**TASK REQUIREMENTS**
Taking the line that contains "of the rear" as the first, copy each line exactly up to and including the last line below.

- Opening Delimiter -

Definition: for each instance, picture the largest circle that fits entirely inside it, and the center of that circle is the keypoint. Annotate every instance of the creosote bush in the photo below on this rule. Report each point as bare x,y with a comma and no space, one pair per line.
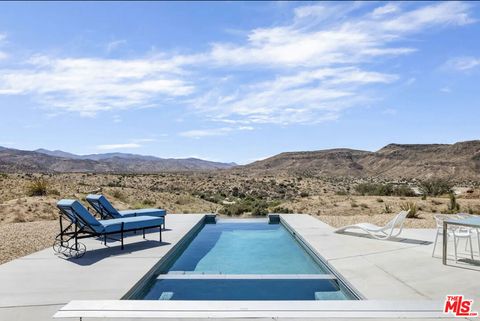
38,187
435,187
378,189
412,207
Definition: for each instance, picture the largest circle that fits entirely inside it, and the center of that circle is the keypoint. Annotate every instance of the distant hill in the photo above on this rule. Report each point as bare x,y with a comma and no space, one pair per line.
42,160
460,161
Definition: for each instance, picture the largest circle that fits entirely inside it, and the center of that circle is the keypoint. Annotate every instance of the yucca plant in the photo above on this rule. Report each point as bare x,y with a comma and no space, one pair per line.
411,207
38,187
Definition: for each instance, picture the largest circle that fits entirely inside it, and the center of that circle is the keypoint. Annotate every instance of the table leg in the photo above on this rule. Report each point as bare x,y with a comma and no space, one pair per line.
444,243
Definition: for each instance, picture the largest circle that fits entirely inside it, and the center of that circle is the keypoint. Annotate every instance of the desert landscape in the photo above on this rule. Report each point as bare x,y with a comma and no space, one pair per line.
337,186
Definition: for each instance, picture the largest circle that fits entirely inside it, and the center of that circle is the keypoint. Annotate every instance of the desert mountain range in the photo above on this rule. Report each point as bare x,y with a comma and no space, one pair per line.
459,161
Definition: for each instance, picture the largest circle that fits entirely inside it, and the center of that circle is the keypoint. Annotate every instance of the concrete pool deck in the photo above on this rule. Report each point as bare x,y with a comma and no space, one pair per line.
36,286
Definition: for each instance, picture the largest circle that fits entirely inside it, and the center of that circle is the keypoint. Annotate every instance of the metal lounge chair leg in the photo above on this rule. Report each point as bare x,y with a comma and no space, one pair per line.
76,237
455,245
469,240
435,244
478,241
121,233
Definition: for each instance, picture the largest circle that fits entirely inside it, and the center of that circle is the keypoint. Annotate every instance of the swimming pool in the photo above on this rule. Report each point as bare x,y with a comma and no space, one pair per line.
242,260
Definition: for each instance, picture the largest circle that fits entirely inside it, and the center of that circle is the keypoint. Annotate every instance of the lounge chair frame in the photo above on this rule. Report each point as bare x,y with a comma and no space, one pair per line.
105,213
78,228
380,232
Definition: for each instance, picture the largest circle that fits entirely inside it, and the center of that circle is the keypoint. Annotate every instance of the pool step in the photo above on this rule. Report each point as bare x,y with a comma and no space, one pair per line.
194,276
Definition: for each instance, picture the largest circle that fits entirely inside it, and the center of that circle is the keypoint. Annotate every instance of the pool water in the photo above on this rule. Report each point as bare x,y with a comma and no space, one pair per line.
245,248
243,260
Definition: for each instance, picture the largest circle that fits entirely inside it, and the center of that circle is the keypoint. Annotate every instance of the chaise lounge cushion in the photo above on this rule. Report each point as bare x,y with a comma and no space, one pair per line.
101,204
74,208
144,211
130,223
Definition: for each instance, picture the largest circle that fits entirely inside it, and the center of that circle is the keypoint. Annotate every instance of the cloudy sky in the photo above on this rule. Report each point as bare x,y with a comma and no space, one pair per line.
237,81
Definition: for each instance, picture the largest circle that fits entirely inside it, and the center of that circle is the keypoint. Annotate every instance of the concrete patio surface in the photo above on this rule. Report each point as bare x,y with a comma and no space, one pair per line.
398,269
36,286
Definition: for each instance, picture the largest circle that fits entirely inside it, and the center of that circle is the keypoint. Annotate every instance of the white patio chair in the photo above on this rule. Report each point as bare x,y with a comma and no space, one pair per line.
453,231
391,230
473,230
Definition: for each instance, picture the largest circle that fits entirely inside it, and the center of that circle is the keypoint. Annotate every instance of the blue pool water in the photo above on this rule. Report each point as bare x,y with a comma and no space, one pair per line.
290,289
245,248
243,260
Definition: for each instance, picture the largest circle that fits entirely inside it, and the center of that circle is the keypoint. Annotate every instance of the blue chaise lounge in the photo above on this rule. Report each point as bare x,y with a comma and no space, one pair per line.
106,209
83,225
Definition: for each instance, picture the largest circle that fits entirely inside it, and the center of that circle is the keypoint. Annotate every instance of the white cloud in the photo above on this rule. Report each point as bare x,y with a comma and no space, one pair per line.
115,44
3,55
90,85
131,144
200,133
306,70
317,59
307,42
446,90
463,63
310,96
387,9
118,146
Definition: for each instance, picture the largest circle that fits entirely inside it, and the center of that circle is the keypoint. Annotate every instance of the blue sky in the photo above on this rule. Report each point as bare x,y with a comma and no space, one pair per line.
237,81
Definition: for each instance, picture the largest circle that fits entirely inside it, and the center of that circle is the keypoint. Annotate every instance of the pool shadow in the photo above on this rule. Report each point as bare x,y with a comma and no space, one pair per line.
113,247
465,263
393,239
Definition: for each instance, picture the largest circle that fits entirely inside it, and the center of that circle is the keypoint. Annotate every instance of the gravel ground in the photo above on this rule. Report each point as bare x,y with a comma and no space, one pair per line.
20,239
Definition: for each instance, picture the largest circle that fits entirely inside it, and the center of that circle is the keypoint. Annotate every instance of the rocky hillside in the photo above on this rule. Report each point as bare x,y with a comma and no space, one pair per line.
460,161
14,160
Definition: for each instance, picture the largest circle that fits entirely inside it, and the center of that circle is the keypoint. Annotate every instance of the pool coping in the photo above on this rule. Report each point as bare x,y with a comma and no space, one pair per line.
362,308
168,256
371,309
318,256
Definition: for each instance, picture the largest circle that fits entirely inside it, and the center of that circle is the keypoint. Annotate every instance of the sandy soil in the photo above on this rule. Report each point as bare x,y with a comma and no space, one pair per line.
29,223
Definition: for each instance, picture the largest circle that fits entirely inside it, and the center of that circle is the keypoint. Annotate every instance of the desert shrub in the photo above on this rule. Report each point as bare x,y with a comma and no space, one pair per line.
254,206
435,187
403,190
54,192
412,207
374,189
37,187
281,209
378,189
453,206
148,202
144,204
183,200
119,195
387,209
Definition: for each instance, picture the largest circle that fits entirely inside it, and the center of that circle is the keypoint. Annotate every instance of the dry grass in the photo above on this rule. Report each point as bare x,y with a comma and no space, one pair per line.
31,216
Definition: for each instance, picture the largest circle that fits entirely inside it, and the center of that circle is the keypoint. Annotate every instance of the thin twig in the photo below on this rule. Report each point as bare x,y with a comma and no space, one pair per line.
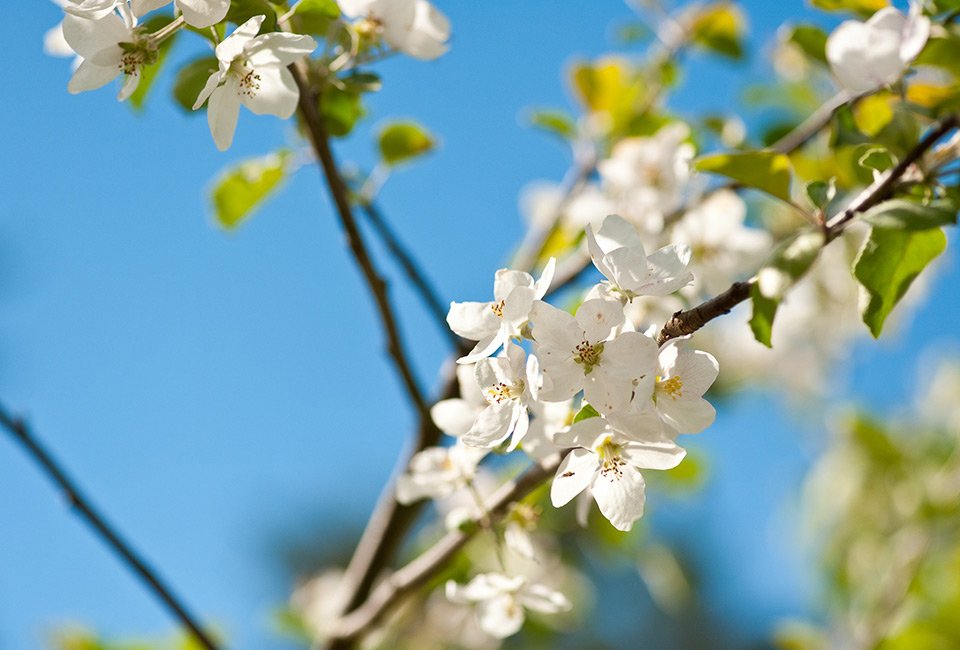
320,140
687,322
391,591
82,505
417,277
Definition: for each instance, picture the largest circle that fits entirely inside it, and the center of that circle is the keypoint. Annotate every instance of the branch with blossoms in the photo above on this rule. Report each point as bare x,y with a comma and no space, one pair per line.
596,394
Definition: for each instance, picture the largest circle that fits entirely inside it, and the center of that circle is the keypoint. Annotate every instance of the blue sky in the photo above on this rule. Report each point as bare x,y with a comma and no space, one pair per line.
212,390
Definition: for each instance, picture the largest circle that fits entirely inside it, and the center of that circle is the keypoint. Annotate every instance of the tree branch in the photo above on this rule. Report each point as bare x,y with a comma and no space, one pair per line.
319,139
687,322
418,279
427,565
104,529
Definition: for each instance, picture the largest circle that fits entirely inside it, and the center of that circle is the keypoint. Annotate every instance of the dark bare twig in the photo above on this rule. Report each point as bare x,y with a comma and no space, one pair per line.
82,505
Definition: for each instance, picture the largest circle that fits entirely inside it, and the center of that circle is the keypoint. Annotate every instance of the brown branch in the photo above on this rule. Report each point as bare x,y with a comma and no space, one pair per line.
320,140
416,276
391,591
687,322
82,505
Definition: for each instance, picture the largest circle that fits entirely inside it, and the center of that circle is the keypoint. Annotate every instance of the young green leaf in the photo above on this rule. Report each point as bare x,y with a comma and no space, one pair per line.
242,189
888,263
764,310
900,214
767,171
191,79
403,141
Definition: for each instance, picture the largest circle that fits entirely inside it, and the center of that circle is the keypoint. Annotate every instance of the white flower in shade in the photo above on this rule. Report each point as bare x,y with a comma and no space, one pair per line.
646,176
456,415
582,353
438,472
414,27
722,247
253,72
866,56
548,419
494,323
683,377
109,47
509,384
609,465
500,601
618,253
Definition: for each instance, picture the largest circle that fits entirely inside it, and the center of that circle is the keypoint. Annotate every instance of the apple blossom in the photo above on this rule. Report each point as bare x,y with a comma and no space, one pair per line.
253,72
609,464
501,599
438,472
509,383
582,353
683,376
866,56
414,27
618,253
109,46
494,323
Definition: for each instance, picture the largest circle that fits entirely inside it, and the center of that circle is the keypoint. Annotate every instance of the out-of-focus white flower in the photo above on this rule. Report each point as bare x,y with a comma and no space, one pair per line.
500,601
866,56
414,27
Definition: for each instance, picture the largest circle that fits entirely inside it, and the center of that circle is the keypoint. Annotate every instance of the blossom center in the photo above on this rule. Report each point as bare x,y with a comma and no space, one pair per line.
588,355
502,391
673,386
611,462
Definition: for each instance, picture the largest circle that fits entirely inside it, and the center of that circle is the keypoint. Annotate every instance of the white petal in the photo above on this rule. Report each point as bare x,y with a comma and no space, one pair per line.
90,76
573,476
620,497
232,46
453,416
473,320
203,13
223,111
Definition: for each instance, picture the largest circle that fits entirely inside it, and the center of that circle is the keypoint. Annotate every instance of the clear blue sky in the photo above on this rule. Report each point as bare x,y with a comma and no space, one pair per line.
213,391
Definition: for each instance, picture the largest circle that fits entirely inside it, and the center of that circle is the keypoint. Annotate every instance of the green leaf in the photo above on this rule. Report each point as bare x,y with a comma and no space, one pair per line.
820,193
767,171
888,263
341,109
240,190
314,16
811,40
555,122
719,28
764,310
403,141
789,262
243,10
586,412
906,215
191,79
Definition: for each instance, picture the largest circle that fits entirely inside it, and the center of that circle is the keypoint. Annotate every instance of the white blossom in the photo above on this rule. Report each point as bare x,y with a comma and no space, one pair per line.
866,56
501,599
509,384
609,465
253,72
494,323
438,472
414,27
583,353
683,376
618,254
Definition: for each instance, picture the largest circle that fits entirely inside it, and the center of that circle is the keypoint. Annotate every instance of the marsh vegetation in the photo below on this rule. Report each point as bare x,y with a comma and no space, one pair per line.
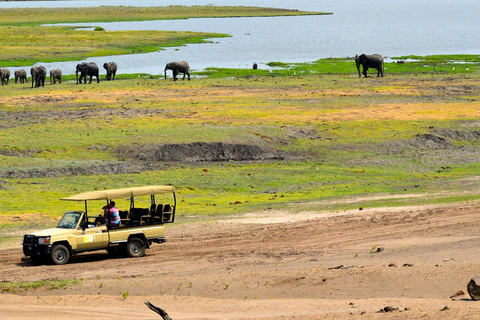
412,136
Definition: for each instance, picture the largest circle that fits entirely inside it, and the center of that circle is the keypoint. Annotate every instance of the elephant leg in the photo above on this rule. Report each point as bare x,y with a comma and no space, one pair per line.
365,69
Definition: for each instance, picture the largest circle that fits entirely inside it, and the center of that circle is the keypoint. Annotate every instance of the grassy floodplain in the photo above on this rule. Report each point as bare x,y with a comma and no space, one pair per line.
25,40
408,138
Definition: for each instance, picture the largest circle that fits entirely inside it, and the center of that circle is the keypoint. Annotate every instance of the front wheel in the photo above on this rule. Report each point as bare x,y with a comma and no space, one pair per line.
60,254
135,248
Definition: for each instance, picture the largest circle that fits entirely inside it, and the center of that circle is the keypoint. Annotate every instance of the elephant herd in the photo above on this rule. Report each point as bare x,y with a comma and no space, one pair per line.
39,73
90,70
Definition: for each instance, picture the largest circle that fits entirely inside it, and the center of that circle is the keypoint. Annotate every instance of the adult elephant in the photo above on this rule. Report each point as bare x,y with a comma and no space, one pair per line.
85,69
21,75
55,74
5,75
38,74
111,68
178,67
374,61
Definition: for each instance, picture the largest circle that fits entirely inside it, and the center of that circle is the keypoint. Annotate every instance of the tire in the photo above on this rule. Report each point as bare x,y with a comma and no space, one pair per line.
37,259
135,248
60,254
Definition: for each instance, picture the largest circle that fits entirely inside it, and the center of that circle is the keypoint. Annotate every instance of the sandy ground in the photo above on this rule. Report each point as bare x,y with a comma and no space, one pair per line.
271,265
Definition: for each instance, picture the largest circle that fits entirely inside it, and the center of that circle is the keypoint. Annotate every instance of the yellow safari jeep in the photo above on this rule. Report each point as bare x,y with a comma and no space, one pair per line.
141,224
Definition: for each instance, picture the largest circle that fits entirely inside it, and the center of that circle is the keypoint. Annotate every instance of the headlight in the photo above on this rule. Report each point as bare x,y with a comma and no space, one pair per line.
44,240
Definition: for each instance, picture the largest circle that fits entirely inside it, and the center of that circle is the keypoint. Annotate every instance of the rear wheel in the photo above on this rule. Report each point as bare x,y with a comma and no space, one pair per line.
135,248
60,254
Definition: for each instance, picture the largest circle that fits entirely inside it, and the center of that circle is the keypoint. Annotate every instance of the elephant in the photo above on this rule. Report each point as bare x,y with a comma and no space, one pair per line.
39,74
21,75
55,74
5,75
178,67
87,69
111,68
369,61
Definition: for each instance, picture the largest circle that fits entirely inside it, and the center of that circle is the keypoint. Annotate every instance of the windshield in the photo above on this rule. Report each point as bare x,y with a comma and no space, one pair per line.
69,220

- Closing Delimiter -

**ANSWER FOR THIS EXERCISE**
Definition: for each instance, picture the largest circle that fits entirely inside it, and the center of that circle is the keypoint. Annotate every instance of the rear wheel in the photo above on this rule. Report each point as bare x,y with a comma and no space, one pair per line.
135,248
60,254
Definition: for each instance, picture the largest circle that fits entirely inside it, and the center of that circle is the keypoint. Annotate every instance of the elephant in the photo above on this rule. Report each point as bare x,y with a comma and no space, one pair per line.
39,74
21,75
55,74
5,75
178,67
87,69
111,68
369,61
Definition: for each instance, picture the largest circle that fits entirely inside it, and the center of that circle is the keypoint. Annotate every instance of the windshield in the photo above on this rule. Report each point as bare x,y with a comma and no space, one pair per line.
69,220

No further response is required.